[Excerpts from a point labeling dataset]
-*-

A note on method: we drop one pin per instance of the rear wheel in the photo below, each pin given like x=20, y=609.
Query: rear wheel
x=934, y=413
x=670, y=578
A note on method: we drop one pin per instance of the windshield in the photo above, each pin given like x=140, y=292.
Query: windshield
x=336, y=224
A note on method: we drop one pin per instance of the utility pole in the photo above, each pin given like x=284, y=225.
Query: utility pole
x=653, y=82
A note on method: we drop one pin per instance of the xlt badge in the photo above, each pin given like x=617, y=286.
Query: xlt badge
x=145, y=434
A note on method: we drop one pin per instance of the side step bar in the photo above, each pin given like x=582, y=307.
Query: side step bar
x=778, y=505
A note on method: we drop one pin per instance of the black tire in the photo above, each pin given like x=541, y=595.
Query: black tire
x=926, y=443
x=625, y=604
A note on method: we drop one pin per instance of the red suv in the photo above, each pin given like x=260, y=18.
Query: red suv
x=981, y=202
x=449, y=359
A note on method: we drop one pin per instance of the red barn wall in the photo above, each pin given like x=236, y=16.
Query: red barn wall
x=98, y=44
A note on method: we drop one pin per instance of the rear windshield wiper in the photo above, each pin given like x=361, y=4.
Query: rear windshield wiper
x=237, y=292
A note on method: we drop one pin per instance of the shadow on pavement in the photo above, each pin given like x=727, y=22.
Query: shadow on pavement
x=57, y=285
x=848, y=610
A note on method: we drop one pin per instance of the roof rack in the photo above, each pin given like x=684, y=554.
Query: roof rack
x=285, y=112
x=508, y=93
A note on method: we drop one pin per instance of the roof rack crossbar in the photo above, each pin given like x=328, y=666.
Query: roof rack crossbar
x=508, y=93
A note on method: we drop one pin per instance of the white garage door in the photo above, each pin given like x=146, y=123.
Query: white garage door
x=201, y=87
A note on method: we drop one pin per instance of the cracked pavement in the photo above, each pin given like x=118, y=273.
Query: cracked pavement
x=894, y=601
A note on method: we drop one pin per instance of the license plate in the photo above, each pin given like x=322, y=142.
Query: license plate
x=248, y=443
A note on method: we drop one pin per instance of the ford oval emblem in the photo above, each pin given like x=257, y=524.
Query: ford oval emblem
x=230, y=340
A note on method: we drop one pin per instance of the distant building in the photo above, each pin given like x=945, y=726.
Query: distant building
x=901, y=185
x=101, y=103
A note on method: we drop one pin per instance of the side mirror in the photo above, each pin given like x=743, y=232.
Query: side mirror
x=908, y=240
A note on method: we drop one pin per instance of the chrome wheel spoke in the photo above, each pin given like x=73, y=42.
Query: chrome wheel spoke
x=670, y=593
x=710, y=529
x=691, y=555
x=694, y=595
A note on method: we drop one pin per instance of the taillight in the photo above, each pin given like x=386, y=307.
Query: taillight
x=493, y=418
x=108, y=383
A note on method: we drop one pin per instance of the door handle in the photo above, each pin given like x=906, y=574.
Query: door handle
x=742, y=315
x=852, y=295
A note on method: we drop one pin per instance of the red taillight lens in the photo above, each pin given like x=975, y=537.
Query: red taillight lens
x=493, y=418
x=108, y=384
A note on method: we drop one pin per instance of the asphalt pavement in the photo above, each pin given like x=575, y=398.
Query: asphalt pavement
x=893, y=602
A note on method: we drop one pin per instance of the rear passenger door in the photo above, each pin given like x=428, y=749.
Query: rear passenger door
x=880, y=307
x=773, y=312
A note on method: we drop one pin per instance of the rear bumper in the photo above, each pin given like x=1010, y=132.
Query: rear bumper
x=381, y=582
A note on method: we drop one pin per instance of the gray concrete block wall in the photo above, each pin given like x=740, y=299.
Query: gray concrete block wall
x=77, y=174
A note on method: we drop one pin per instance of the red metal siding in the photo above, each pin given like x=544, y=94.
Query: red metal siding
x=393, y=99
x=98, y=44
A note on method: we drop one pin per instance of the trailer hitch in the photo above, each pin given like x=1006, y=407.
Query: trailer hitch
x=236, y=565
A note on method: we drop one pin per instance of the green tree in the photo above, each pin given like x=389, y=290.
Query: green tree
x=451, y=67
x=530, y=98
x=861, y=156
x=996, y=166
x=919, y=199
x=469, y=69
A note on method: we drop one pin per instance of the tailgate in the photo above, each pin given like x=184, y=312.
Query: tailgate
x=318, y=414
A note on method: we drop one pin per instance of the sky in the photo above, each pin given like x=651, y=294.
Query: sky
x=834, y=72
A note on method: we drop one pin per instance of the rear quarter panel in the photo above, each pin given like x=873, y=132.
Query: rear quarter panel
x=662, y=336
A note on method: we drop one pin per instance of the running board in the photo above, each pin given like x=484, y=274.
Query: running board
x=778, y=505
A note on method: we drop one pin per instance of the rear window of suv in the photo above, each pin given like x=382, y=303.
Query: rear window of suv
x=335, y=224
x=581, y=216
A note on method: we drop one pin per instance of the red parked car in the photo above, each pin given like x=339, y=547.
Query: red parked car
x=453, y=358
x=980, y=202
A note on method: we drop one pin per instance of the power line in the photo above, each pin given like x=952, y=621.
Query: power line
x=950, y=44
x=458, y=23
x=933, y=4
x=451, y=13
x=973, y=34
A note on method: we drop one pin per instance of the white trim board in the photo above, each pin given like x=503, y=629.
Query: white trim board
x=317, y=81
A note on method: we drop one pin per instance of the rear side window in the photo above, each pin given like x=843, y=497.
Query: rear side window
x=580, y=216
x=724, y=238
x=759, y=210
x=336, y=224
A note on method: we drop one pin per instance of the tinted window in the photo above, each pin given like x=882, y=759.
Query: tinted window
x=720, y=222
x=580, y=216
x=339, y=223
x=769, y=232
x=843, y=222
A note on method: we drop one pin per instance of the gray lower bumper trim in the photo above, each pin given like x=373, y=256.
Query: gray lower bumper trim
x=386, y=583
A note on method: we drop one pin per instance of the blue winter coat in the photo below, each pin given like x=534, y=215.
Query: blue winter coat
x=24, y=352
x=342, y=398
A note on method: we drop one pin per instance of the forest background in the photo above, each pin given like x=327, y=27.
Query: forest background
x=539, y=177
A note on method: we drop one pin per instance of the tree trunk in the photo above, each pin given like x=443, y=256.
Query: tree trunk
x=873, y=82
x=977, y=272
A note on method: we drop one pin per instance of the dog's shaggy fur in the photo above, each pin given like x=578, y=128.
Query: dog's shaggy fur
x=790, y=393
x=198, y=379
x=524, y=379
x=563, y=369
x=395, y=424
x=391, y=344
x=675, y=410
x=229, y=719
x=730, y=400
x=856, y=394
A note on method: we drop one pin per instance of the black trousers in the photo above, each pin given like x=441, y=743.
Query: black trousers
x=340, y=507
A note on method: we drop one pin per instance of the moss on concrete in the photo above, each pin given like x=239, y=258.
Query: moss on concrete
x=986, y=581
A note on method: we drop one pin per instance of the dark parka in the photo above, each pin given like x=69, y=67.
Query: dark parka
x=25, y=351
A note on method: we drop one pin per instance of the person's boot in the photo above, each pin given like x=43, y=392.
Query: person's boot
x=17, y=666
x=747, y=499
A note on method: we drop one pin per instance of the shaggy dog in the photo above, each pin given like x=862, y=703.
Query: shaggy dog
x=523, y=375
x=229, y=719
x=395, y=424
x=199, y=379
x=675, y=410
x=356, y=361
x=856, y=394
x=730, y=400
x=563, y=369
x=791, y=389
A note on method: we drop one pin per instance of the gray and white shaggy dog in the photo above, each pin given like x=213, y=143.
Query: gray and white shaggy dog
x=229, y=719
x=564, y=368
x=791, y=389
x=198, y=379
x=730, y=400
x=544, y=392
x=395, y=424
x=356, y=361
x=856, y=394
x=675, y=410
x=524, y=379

-*-

- WHAT YOU SHOULD DO
Update the entries from the start up to and including the line with "x=145, y=434", replacing "drop" with "place" and keeping everything else unchanged.

- SOLVED PROBLEM
A note on method: we place one pin per instance of the rear wheel in the photo below, each pin given like x=20, y=609.
Query: rear wheel
x=934, y=413
x=670, y=578
A note on method: we place one pin per instance of the windshield in the photo above, each pin given like x=140, y=292.
Query: windshield
x=336, y=224
A note on method: we place one pin per instance of the utility pole in the photo above, each pin given like x=284, y=225.
Query: utility pole
x=653, y=82
A note on method: we place one pin per instance of the xlt badge in the photo above, each pin given like x=617, y=286.
Query: xlt badge
x=145, y=434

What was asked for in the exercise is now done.